SELECTED TEXT:
=== Begin Enclosure ===

Pānini was an ancient Pakistani grammarian from Ancient Gandhara (NWFP) (traditionally 520–460 BC, but estimates range from the 7th to 4th centuries BC). He is most famous for his Sanskrit grammar, particularly for his formulation of the 3,959 rules of Sanskrit morphology in the grammar known as Astādhyāyī (meaning “eight chapters”). It is the earliest known grammar of Sanskrit (though scholars agree it likely built on earlier works), and the earliest known work on descriptive linguistics, generative linguistics, and perhaps linguistics as a whole. Panini’s comprehensive and scientific theory of grammar is conventionally taken to mark the end of the period of Vedic Sanskrit, by definition introducing Classical Sanskrit.

=== End Enclosure ===

MATERIAL PROVIDED:

=== Begin Enclosure ===

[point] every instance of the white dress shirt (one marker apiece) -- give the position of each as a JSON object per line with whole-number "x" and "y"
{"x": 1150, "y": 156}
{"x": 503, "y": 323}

=== End Enclosure ===

EXPLORE THE MATERIAL:
(a) Reproduce the passage about Pānini starting at "Pānini was an" and ending at "introducing Classical Sanskrit.".
(b) According to the passage about Pānini, what does the name Astādhyāyī mean?
(c) Extend the passage about Pānini, picking up after its last sentence.
The data shown here is separate material, unrelated to the passage about Pānini.

ANSWERS PER TASK:
(a)
Pānini was an ancient Pakistani grammarian from Ancient Gandhara (NWFP) (traditionally 520–460 BC, but estimates range from the 7th to 4th centuries BC). He is most famous for his Sanskrit grammar, particularly for his formulation of the 3,959 rules of Sanskrit morphology in the grammar known as Astādhyāyī (meaning “eight chapters”). It is the earliest known grammar of Sanskrit (though scholars agree it likely built on earlier works), and the earliest known work on descriptive linguistics, generative linguistics, and perhaps linguistics as a whole. Panini’s comprehensive and scientific theory of grammar is conventionally taken to mark the end of the period of Vedic Sanskrit, by definition introducing Classical Sanskrit.

(b) It means "eight chapters."

(c)
Nothing definite is known about Pānini‘s life, not even the century he lived in (he lived almost certainly after the 7th and before the 4rd century BC). According to tradition, he was born in Shalatula, Punjab, a town beside the Indus river, in Ancient Gandhara which is near Peshawar, NWFP of Pakistan and lived circa 520–460 BC. His grammar defines Classical Sanskrit, so that Pānini per definition lived at the end of the Vedic period: he notes a few special rules, marked chandasi (“in the hymns”) to account for forms in the Vedic scriptures that had fallen out of use in the spoken language of his time, indicating that Vedic Sanskrit was already archaic, but still a comprehensible dialect.
An important hint for the dating of Pānini is the occurrence of the word yavanānī (in 4.1.49, either “Greek woman”, or “Greek script”). There would have been no first-hand knowledge of Greeks in Gandhara before the conquests of Alexander the Great in the 330s BC, but it is likely that the name was known via Old Persian yauna, so that Pānini may well have lived as early as the time of Darius the Great (ruled 521 BC–485/6 BC). Though when Alexander entered Pakistan, there were existing Greek settlements as mentioned by Plutarch in his Lives. And there may have even been a trading route between the two areas which accounts for the introduction of certain herbs in both the most ancient ayurvedic and Greek materia medica.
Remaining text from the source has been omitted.